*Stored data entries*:
§
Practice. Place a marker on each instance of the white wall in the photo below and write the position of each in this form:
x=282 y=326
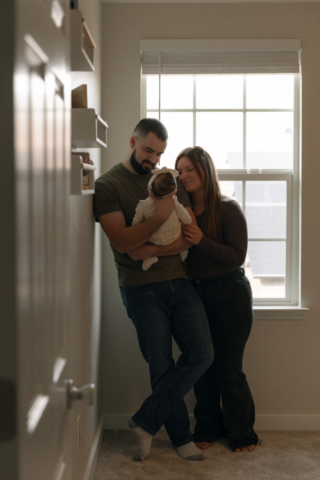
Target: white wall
x=282 y=357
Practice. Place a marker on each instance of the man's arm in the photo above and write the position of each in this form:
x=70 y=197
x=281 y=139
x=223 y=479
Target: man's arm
x=125 y=238
x=150 y=250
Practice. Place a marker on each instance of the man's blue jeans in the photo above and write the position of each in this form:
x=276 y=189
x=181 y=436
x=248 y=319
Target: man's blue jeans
x=160 y=311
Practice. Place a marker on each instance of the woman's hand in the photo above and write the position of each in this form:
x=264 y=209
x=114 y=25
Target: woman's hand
x=141 y=253
x=192 y=233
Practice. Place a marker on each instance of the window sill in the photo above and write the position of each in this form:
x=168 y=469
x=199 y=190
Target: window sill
x=279 y=313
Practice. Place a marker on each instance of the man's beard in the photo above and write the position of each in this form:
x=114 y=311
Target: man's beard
x=138 y=167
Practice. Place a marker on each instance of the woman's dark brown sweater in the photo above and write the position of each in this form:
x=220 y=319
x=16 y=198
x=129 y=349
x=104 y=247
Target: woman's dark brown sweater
x=212 y=258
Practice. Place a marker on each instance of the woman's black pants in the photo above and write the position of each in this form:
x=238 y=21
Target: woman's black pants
x=228 y=303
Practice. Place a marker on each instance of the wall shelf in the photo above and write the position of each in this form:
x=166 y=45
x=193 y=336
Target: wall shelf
x=88 y=129
x=82 y=44
x=82 y=176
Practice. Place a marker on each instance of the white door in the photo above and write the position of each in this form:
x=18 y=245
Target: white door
x=42 y=156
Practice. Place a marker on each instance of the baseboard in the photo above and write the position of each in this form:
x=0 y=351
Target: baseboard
x=93 y=457
x=263 y=422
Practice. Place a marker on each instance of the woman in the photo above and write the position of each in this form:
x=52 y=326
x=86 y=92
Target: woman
x=220 y=246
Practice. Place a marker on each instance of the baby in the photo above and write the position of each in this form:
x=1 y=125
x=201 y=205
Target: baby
x=162 y=184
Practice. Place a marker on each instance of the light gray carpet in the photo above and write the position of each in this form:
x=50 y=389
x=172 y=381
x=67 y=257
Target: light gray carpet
x=281 y=456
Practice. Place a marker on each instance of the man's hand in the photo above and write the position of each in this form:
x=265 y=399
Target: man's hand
x=141 y=253
x=164 y=206
x=192 y=233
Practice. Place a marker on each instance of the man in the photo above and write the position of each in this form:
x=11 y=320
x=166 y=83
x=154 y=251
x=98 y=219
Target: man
x=161 y=301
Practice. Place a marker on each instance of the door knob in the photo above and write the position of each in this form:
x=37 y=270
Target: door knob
x=86 y=393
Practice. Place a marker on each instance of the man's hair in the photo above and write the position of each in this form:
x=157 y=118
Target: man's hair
x=163 y=184
x=147 y=125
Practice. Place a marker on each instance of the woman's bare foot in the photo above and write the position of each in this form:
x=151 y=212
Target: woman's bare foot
x=247 y=448
x=203 y=445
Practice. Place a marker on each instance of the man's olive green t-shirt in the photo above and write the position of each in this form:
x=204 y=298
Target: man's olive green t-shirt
x=119 y=190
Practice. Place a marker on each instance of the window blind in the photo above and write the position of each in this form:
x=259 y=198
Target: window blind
x=220 y=57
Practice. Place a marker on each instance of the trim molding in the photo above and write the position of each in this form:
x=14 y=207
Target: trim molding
x=279 y=313
x=93 y=457
x=263 y=422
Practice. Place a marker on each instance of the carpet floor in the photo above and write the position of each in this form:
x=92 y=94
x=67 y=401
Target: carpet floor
x=281 y=456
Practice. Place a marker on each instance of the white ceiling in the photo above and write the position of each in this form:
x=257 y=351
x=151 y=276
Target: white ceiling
x=210 y=1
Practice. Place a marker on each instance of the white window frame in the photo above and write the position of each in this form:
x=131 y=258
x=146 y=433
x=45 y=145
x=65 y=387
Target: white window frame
x=288 y=307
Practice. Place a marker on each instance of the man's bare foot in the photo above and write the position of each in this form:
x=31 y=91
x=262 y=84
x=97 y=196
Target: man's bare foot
x=203 y=445
x=247 y=448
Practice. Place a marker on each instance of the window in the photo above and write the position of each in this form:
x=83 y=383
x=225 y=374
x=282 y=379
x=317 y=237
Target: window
x=249 y=123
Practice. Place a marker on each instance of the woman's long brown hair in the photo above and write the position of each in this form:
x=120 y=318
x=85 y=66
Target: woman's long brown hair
x=212 y=193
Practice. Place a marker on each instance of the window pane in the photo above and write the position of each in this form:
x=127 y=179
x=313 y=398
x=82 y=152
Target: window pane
x=179 y=126
x=153 y=115
x=270 y=91
x=219 y=91
x=176 y=92
x=265 y=267
x=221 y=135
x=269 y=140
x=266 y=206
x=152 y=92
x=232 y=189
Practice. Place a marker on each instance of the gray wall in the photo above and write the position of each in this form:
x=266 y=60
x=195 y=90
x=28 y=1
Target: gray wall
x=282 y=357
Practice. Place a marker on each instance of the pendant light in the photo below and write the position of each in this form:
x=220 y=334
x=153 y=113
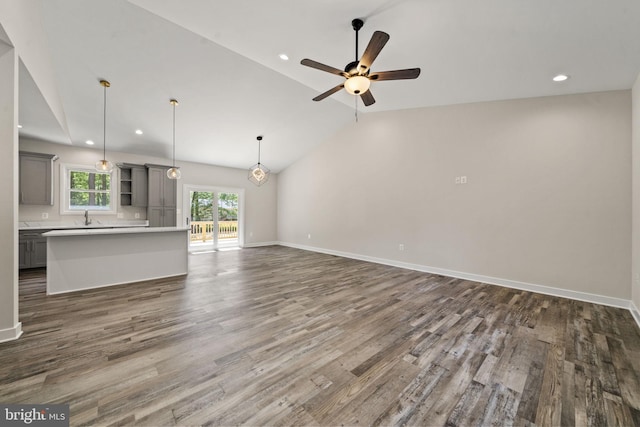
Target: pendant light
x=104 y=165
x=259 y=173
x=174 y=172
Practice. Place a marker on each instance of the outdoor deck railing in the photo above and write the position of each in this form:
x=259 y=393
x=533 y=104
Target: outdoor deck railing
x=202 y=231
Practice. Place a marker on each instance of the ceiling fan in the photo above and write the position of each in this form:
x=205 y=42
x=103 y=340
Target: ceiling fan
x=357 y=73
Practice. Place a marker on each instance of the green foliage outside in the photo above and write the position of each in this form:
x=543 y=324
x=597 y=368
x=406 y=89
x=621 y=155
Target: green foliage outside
x=202 y=206
x=89 y=190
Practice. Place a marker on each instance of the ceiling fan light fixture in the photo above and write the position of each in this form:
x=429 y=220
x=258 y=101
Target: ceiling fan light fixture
x=357 y=85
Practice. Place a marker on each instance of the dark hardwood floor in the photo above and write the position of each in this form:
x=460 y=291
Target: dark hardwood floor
x=280 y=336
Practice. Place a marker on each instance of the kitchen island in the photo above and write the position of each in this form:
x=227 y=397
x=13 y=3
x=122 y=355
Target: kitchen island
x=93 y=258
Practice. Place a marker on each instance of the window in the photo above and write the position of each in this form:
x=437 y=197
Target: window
x=86 y=189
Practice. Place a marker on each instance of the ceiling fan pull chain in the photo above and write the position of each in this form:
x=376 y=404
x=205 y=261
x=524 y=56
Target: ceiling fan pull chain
x=356 y=100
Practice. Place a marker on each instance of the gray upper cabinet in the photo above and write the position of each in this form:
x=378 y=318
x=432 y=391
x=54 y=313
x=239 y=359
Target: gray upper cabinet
§
*Task details*: Reproduce the lines above exactly, image-free.

*Solution for this problem*:
Practice. Place a marker on each instance of the white wall in the photo below and write the position of each in this form:
x=282 y=326
Target: white wall
x=282 y=357
Practice. Place a marker on each instance of the man's arm in the photo above and write the position of each in this form:
x=70 y=197
x=281 y=139
x=223 y=479
Target: man's arm
x=125 y=238
x=150 y=250
Practice. Place a marker on each instance of the man's blue jeans in the photo above and write the position of each in this form:
x=276 y=189
x=181 y=436
x=248 y=319
Target: man's blue jeans
x=160 y=311
Practice. Place a marker on each instance of the woman's hand in the photo above and write the position of each in this form:
x=264 y=209
x=114 y=25
Target: woman's hand
x=141 y=253
x=192 y=233
Practice. Place a marker on each instance of the window sill in the photo above and write the position of each in this form:
x=168 y=469
x=199 y=190
Target: window sill
x=279 y=313
Practice. Place a marker on each instance of the man's beard in the photo above and write the position of each in this form:
x=114 y=311
Target: man's beard
x=138 y=167
Practice. Place a marker on each instance of the woman's dark brown sweater in the photo above and write the position of each in this form:
x=220 y=319
x=16 y=198
x=129 y=349
x=104 y=247
Target: woman's dark brown sweater
x=212 y=258
Practice. Place a marker on each instance of the woman's black pants in the photo above and write the position of each in this form:
x=238 y=21
Target: woman's black pants
x=228 y=303
Practice. Place a marker on each instance of the wall shelf in the photo above and write the position of each in this form:
x=166 y=45
x=193 y=336
Target: wall shelf
x=88 y=129
x=82 y=44
x=82 y=176
Practice. Place a marker on each instance of the white door in the photo above and write the position of each in this form:
x=18 y=245
Target: white door
x=42 y=156
Practice. Place a marker on each instance of the baseboard in the photo above and write the position of each in this form:
x=0 y=351
Target: baseboard
x=93 y=457
x=263 y=422
Practice. Place a marker on each instance of the woman in the photo above and write the position of each in this form:
x=52 y=326
x=86 y=92
Target: woman
x=220 y=246
Practice. Place a marker on each instance of the baby in the photo above and write the position of each in this form:
x=1 y=125
x=201 y=205
Target: baby
x=162 y=184
Practice. Place a marker on each instance of the light gray carpet in the photo above and write the position of each in this form:
x=50 y=389
x=172 y=381
x=67 y=257
Target: light gray carpet
x=281 y=456
Practice. Place a marker on each instance of the man's hand in the photo above and write the position of each in this form:
x=265 y=399
Target: man's hand
x=141 y=253
x=164 y=206
x=192 y=233
Practice. Place a marker on each instance of the man in the photo above and write the position of each in this form:
x=11 y=320
x=166 y=83
x=154 y=251
x=98 y=219
Target: man
x=161 y=301
Practice. Place a marker on each instance of the door knob in the photo above and write the position of each in this form:
x=37 y=270
Target: door knob
x=86 y=393
Practice. Place a marker on each instance of the man's hair in the photo above and write the position of each in this form:
x=157 y=118
Target: man's hair
x=163 y=184
x=147 y=125
Practice. Place a marker on each instance of the woman's bare foot in the photo above and write the position of each in this form:
x=151 y=212
Target: woman's bare foot
x=247 y=448
x=203 y=445
Practice. Place a marker on each instance of the man's olive green t-shirt in the photo above and write the position of each in this form:
x=204 y=298
Target: man's olive green t-shirt
x=119 y=190
Practice. Place a marker on each instance of the window blind in the photo above and write the position of each in this form:
x=259 y=198
Target: window blind
x=220 y=57
Practice. Place a marker on each instance of the trim molding in the photo above and write the position of each in this form:
x=14 y=207
Target: trim molding
x=279 y=313
x=93 y=457
x=263 y=422
Practice. Place a marker on each instance of the carpet floor in the photo above and write the position of each in this form:
x=92 y=94
x=67 y=401
Target: carpet floor
x=281 y=456
Practice. Place a marker on each instance of the white ceiling in the photo above and write the position of each in this form:
x=257 y=351
x=151 y=276
Target: white ceiling
x=210 y=1
Practice. Place a marker on each instance of the white window frame in the photo above and write the position of each in this form:
x=131 y=258
x=146 y=433
x=45 y=145
x=65 y=387
Target: white window frame
x=288 y=307
Practice. Place a marker on each instance of the man's bare foot in the photo above and write the position of each in this form:
x=31 y=91
x=262 y=84
x=97 y=196
Target: man's bare foot
x=203 y=445
x=247 y=448
Practice. Place a marker on each instance of the window in the photo above and write the position of each in this form:
x=83 y=383
x=225 y=374
x=282 y=379
x=317 y=237
Target: window
x=249 y=123
Practice. Place a marker on each instance of the woman's long brown hair in the photo above and write the position of each in this form:
x=120 y=318
x=85 y=66
Target: woman's long brown hair
x=212 y=193
Practice. Place a marker on each instance of the window pane in the photo above and write the position of each in this form:
x=127 y=179
x=313 y=398
x=82 y=152
Target: window pane
x=179 y=126
x=153 y=115
x=270 y=91
x=219 y=91
x=176 y=92
x=265 y=267
x=221 y=135
x=269 y=140
x=266 y=206
x=152 y=92
x=232 y=189
Practice. Place a marker on each instance of the gray wall in the photo above and write the position of each in this form:
x=266 y=60
x=195 y=90
x=28 y=1
Target: gray wall
x=282 y=357
Practice. Place a marker on each instance of the pendant light in the photo below and write the position of each in this form:
x=220 y=334
x=153 y=113
Target: pendant light
x=104 y=165
x=259 y=173
x=174 y=172
Practice. Place a marker on each instance of the outdoor deck railing in the photo above and write the position of each in this form:
x=259 y=393
x=533 y=104
Target: outdoor deck railing
x=202 y=231
Practice. Place a marker on each instance of the ceiling fan in the photo above and write the position of each in this form:
x=205 y=42
x=103 y=340
Target: ceiling fan
x=357 y=73
Practice. Place a marker on each instance of the green foliage outside in the photo above and write the position of each in this form:
x=543 y=324
x=597 y=368
x=406 y=89
x=621 y=155
Target: green foliage outside
x=202 y=206
x=89 y=190
Practice. Place a marker on each instance of the ceiling fan light fixture in the photo above and write the position of each in this form:
x=429 y=220
x=258 y=101
Target: ceiling fan light fixture
x=357 y=85
Practice. Place a marker on each instance of the dark hardwood floor in the photo above and write the position of each in this form:
x=460 y=291
Target: dark hardwood floor
x=280 y=336
Practice. Place a marker on each instance of the kitchen island in the photo above and write the position of each in this form:
x=227 y=397
x=13 y=3
x=122 y=355
Target: kitchen island
x=93 y=258
Practice. Place a marker on each instance of the window in the photo above and write the position of each in this form:
x=437 y=197
Target: window
x=86 y=189
Practice. Place a marker on each instance of the ceiling fan pull chain in the photo above and write the position of each in this form:
x=376 y=404
x=205 y=261
x=524 y=56
Target: ceiling fan pull chain
x=356 y=100
Practice. Place a marker on each instance of the gray upper cabinet in the photo above and write the position of each in this form:
x=378 y=318
x=432 y=391
x=54 y=313
x=239 y=359
Target: gray upper cabinet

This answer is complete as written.